--- START OF Text provided ---

In 1928, Gandhi agreed to Nehru's
demands and proposed a resolution that called for the British to grant dominion
status to India within two years. If the British failed to meet the deadline,
the Congress would call upon all Indians to fight for complete independence.
Nehru was one of the leaders who objected to the time given to the British – he
pressed Gandhi to demand immediate actions from the British. Gandhi brokered a
further compromise by reducing the time given from two years to one. Nehru
agreed to vote for the new resolution.
Demands for dominion status was
rejected by the British in 1929. Nehru assumed the presidency of the Congress
party during the Lahore session on 29 December 1929 and introduced a successful
resolution calling for complete independence.
Nehru drafted the Indian declaration
of independence, which stated:
"We believe that it is the
inalienable right of the Indian people, as of any other people, to have freedom
and to enjoy the fruits of their toil and have the necessities of life, so that
they may have full opportunities of growth. We believe also that if any
government deprives a people of these rights and oppresses them the people have
a further right to alter it or abolish it. The British government in India has
not only deprived the Indian people of their freedom but has based itself on
the exploitation of the masses, and has ruined India economically, politically,
culturally and spiritually. We believe therefore, that India must sever the
British connection and attain Purna Swaraj or complete independence."

--- END OF Text provided ---
--- START OF Listed entries ---

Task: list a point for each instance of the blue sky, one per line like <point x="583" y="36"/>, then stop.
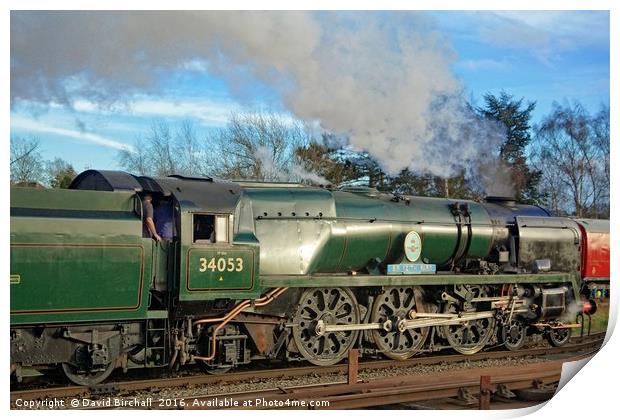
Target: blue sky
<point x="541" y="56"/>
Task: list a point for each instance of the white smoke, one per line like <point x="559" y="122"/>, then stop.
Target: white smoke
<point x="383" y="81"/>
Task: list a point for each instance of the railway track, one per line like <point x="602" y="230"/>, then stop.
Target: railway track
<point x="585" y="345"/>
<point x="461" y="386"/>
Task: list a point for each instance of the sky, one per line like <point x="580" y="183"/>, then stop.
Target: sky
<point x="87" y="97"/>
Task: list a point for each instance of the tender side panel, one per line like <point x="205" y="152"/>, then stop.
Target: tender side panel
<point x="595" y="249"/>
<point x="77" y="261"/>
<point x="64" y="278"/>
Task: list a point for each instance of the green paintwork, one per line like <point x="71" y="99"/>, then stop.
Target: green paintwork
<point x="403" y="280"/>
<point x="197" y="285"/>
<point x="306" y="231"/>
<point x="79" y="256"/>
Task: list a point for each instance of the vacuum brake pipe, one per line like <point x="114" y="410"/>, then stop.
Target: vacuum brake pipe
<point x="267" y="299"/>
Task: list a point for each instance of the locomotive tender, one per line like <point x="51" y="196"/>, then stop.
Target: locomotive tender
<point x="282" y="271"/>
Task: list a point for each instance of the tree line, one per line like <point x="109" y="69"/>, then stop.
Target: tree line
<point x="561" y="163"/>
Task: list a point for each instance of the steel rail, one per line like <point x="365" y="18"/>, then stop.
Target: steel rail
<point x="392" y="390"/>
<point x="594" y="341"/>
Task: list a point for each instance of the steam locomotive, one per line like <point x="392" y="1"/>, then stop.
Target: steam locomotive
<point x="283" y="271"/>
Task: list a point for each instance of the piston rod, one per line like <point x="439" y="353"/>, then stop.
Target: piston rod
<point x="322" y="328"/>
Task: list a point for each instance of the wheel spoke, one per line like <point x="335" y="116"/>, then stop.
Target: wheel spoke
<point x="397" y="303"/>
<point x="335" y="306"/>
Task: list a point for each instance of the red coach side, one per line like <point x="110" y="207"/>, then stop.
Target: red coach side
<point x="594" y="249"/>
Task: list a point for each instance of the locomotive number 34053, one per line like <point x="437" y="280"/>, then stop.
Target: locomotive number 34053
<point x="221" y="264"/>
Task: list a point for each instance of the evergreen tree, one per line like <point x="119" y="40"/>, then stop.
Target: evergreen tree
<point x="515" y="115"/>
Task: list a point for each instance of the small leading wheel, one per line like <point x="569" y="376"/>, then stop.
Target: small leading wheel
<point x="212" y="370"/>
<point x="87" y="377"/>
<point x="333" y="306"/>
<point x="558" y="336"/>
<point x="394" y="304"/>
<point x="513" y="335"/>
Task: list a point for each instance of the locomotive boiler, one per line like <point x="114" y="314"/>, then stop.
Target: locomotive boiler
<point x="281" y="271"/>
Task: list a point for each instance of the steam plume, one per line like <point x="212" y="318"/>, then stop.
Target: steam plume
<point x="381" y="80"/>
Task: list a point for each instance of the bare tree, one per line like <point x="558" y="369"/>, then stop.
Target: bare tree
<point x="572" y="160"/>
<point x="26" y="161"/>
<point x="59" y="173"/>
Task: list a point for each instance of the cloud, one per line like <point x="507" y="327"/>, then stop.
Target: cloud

--- END OF Listed entries ---

▸ **Goals**:
a: According to the Nehru passage, on what date did Nehru assume the presidency of the Congress party?
b: Retype the stretch of the Nehru passage from "In 1928, Gandhi" through "fight for complete independence.".
The records stand apart from the Nehru passage and have no connection to it.

▸ **Outputs by task**:
a: 29 December 1929

b:
In 1928, Gandhi agreed to Nehru's
demands and proposed a resolution that called for the British to grant dominion
status to India within two years. If the British failed to meet the deadline,
the Congress would call upon all Indians to fight for complete independence.